**Task 1:** Reproduce the insulinoma passage word for word, starting with "Several studies have" and going on through "of metastases [43].".
**Task 2:** Write the next part of the insulinoma passage, picking up after its final sentence.

Several studies have reported large insulinomas to be malignant more often, and the late symptomatology suggests relatively low or acquired insulin production (Fig. 2) [1, 38, 39]. The ARX transcription factor is not expected to be expressed in insulinomas [40], as it is not expressed in pancreatic beta-cells [41, 42]. In contrast, around 50–60% of non-functional sporadic PanNETs express ARX [27]. Although focal nesidioblastosis was considered as explanation for ARX expression, it was deemed highly unlikely due to the characteristic tumor morphology, random peptide hormone expression, and the presence of metastases [43].

**Record set:**

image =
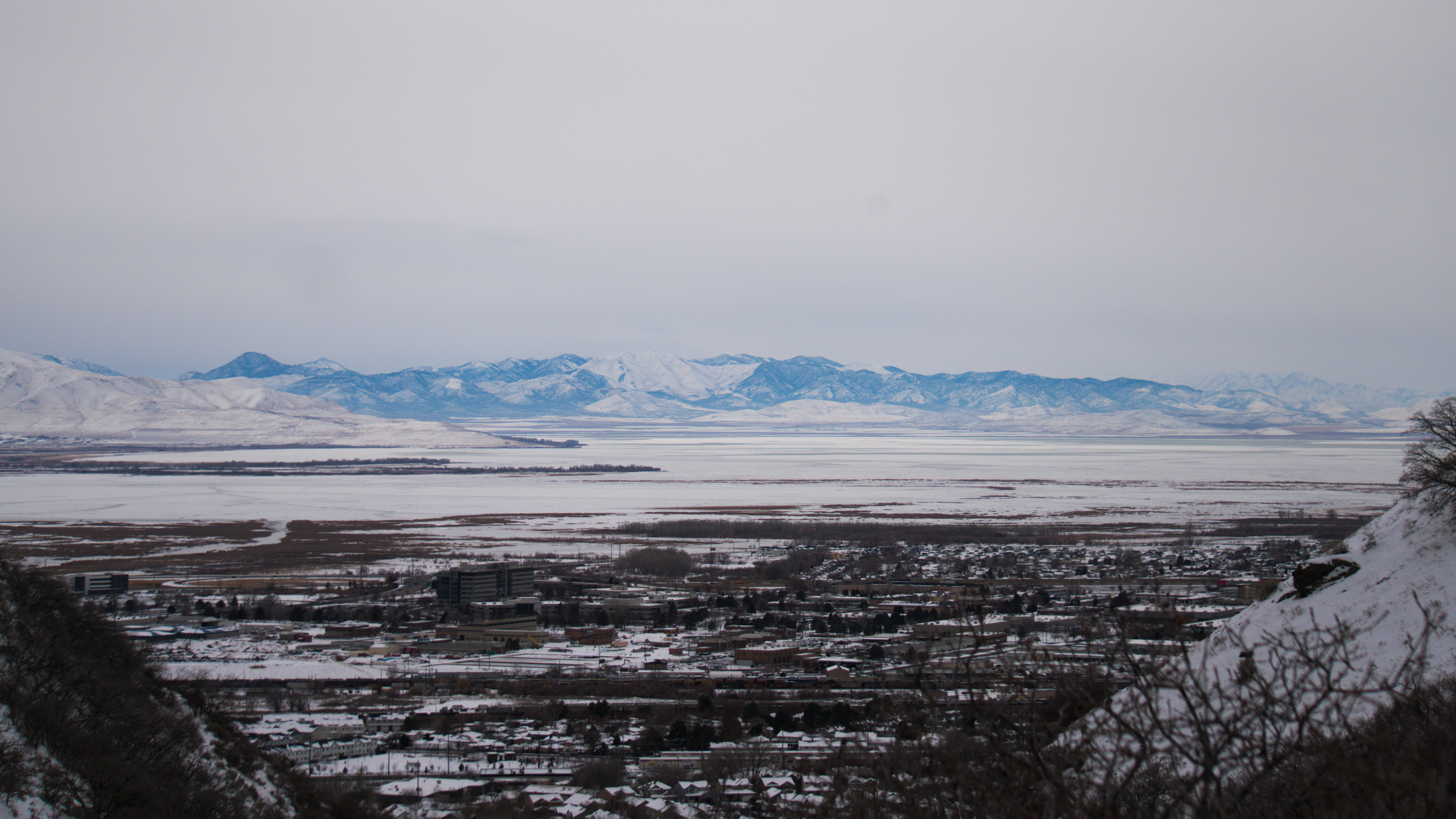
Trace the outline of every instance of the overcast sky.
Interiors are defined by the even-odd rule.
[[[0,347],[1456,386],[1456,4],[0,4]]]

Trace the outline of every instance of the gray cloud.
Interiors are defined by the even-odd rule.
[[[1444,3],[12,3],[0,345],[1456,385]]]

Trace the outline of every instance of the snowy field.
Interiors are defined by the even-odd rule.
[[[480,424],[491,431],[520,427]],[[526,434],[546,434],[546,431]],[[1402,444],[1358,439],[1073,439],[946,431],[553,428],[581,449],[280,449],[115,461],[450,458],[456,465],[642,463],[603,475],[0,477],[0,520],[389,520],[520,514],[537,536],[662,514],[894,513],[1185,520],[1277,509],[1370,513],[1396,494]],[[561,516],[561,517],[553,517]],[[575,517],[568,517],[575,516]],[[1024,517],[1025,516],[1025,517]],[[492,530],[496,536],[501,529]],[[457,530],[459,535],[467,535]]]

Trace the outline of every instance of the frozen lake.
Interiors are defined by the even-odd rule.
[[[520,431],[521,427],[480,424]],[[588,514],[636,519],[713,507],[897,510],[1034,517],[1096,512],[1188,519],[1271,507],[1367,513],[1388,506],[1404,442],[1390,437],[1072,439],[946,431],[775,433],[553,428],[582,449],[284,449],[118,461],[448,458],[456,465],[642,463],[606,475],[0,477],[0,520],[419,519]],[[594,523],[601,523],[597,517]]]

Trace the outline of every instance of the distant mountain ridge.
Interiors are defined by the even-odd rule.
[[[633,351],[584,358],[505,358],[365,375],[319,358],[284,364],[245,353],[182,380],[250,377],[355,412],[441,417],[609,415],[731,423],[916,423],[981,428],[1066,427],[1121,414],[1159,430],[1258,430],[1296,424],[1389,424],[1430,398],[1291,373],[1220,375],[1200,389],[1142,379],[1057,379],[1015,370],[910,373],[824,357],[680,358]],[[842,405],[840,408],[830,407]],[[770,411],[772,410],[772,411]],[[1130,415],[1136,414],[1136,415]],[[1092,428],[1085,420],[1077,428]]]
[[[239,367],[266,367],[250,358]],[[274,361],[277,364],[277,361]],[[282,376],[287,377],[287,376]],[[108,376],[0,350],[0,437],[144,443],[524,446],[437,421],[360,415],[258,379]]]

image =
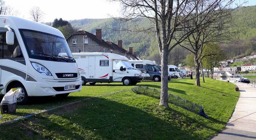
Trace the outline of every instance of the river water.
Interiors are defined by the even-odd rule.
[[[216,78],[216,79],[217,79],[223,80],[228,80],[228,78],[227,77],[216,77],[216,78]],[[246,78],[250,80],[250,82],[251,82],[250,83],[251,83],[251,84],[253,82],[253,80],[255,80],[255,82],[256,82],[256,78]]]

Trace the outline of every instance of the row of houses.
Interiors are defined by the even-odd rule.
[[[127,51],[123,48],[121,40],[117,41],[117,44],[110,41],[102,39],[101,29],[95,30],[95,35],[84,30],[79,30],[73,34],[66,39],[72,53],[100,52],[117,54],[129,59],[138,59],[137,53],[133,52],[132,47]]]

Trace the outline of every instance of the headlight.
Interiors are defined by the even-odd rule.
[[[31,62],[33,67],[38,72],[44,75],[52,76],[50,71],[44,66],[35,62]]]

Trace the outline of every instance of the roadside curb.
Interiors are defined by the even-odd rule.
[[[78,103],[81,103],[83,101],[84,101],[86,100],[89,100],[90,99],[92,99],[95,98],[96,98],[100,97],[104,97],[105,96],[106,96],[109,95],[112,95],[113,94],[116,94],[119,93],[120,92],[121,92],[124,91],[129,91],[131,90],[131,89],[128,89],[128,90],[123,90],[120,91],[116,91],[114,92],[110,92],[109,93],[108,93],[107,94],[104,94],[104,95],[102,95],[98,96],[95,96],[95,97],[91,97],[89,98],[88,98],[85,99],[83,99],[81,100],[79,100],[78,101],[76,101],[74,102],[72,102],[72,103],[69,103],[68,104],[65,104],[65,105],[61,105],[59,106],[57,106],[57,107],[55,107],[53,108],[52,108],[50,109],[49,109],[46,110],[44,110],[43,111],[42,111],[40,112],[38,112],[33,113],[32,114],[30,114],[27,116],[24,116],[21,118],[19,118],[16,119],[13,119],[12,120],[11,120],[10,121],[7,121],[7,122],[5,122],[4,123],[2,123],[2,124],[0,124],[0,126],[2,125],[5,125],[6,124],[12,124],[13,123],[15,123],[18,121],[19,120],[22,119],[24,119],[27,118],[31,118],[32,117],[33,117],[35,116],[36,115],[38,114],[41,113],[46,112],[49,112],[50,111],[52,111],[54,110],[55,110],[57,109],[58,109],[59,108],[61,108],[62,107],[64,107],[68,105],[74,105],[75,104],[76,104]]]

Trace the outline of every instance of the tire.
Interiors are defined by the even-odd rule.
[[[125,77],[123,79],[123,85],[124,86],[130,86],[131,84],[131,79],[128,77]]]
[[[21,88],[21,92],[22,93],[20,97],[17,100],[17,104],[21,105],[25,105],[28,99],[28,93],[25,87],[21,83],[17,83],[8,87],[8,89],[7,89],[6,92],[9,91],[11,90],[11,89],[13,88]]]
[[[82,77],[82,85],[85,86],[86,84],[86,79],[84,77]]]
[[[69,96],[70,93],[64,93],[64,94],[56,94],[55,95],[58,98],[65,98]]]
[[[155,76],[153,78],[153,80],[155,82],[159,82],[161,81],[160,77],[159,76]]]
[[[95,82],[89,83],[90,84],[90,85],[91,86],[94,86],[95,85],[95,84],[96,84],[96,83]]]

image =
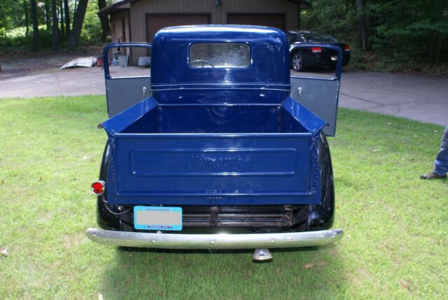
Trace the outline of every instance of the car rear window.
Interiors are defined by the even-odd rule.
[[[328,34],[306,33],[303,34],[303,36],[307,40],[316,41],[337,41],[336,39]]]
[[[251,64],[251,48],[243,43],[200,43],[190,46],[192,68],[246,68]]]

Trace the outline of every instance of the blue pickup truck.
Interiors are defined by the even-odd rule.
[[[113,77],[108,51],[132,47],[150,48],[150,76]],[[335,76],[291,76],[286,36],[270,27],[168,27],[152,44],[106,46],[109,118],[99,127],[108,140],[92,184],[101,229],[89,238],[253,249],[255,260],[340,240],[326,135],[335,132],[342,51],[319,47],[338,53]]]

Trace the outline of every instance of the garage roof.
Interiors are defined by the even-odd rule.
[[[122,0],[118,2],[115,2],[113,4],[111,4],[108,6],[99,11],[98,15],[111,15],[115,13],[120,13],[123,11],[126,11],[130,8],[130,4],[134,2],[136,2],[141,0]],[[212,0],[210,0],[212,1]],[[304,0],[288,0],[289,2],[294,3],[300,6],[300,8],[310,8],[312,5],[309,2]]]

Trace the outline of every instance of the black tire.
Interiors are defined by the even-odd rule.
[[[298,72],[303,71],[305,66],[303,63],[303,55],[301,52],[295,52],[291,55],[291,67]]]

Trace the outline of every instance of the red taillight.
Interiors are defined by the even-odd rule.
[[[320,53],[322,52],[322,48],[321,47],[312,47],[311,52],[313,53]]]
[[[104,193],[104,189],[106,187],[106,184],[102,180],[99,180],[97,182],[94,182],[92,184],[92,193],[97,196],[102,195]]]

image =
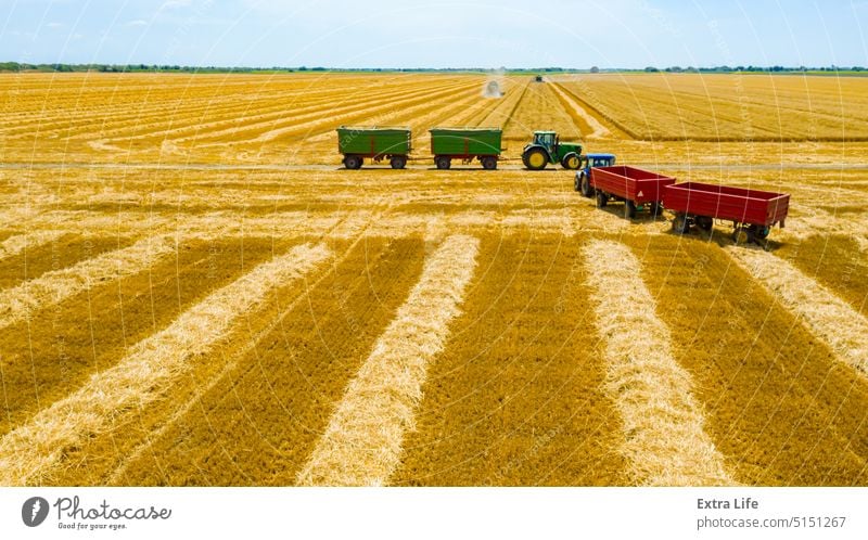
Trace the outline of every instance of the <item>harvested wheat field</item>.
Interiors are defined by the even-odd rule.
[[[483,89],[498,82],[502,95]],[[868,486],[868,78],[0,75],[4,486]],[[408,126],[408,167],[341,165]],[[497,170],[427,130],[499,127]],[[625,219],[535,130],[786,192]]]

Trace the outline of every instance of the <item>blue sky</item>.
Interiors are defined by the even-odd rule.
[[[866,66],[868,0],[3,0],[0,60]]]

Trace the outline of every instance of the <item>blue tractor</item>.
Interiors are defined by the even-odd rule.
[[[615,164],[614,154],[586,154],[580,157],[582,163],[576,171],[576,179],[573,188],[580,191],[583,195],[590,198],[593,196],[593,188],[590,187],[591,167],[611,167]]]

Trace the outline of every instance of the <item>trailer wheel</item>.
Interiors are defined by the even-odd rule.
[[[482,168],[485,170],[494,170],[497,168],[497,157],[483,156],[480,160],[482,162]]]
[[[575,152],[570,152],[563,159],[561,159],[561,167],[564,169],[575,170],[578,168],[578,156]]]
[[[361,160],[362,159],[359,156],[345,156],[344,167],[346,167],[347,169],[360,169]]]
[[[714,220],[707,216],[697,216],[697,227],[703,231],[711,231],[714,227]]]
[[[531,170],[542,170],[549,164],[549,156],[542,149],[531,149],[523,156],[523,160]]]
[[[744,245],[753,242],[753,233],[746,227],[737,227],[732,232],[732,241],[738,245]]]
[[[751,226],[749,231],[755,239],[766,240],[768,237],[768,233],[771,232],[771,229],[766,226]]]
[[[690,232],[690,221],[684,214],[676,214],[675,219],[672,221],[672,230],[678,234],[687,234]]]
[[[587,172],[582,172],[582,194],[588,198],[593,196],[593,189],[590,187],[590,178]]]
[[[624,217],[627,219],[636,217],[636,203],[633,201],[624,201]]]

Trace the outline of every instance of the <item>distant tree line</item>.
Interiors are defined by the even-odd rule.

**Result 1:**
Several studies have reported large insulinomas to be malignant more often, and the late symptomatology suggests relatively low or acquired insulin production (Fig. 2) [1, 38, 39]. The ARX transcription factor is not expected to be expressed in insulinomas [40], as it is not expressed in pancreatic beta-cells [41, 42]. In contrast, around 50–60% of non-functional sporadic PanNETs express ARX [27]. Although focal nesidioblastosis was considered as explanation for ARX expression, it was deemed highly unlikely due to the characteristic tumor morphology, random peptide hormone expression, and the presence of metastases [43].

**Result 2:**
Acquired insulin production could be the result of transdifferentiation of ARX positive non-functional PanNETs or (subclinical) glucagonomas. The latter phenomenon has been shown in mice [44, 45], and a recent report described a human non-functional PanNET that progressed into a metastatic insulinoma with liver metastases over the course of 2 years [46]. Importantly, all malignant cases in this study had hypoglycemic symptoms at presentation, which resolved after surgery of the primary tumor. All but one metachronous liver metastases (patient 2) gave new episodes of symptomatic hypoglycemia when diagnosed. Interestingly, in patient 2, both the primary and the corresponding liver metastasis only had few PDX1-positive cells (potential insulin producing cells), so perhaps the solitary liver metastasis (3 cm) did not grow to a size in which a low percentage of cells could have caused symptoms.

There are several strengths of this study. The assay to assess expression of the nuclear transcription factor ARX is very robust. Whole slides that were stained show no variable expression due to fixation, and pancreatic islets, enteroendocrine duodenal/antrum cells serve as positive internal controls. Although several other markers have been proposed based on molecular analyses, protein, or mRNA expression, this is the first study to show a clear association of one single immunohistochemical marker with malignant behavior in insulinomas [35, 47, 48].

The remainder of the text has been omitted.